Extract to read:

In March 2020, infectious disease researcher Natalie Vestin began painting Dala horses to deal with the complexity and sadness of seeing so much COVID-19 data every day. The rosemaling and dalamålning strokes on the horses became a way to represent data on infection rates, clinical signs and symptoms, and the changes that quickly affected everyone's day-to-day lives. During this presentation, Natalie will talk about how she's adapted a folk-art technique to respond to a current event, discuss her process and personal relationship with art and science, and offer insight into her "data horses" and what they can teach us about the power of folk art to make meaning of our lives during a pandemic.
Supplies: A computer, laptop, or tablet with a camera and mic as well as a fast, reliable internet connection.
Special Instructions: Register here. You will receive an email with a Zoom link for the program.

What to produce: Can you rewrite the event description, starting with "In March 2020, infectious" and going on through "reliable internet connection.", putting "health crisis" in place of "pandemic"?

Dataset extract:
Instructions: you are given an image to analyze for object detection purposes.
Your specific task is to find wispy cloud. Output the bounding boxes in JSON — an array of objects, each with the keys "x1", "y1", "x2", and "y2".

...

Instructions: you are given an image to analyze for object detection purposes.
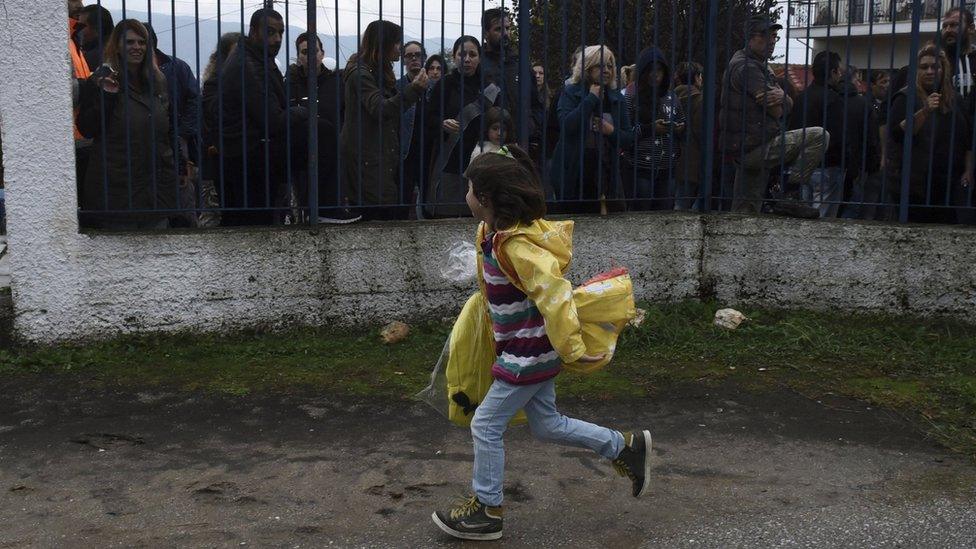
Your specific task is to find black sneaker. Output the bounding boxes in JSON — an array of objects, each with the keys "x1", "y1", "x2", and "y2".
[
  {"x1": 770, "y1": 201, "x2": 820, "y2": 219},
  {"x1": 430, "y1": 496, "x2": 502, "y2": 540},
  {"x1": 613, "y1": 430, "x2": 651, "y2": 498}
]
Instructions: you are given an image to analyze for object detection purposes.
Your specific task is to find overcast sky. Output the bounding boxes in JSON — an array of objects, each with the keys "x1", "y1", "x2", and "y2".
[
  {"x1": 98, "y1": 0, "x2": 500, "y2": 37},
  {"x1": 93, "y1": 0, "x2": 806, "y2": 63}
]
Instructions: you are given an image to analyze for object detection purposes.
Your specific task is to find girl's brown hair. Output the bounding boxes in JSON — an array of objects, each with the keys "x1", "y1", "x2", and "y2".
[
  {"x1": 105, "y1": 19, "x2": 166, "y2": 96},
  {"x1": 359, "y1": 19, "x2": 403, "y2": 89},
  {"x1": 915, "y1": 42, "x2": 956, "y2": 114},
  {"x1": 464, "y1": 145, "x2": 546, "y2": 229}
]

Response box:
In March 2020, infectious disease researcher Natalie Vestin began painting Dala horses to deal with the complexity and sadness of seeing so much COVID-19 data every day. The rosemaling and dalamålning strokes on the horses became a way to represent data on infection rates, clinical signs and symptoms, and the changes that quickly affected everyone's day-to-day lives. During this presentation, Natalie will talk about how she's adapted a folk-art technique to respond to a current event, discuss her process and personal relationship with art and science, and offer insight into her "data horses" and what they can teach us about the power of folk art to make meaning of our lives during a health crisis.
Supplies: A computer, laptop, or tablet with a camera and mic as well as a fast, reliable internet connection.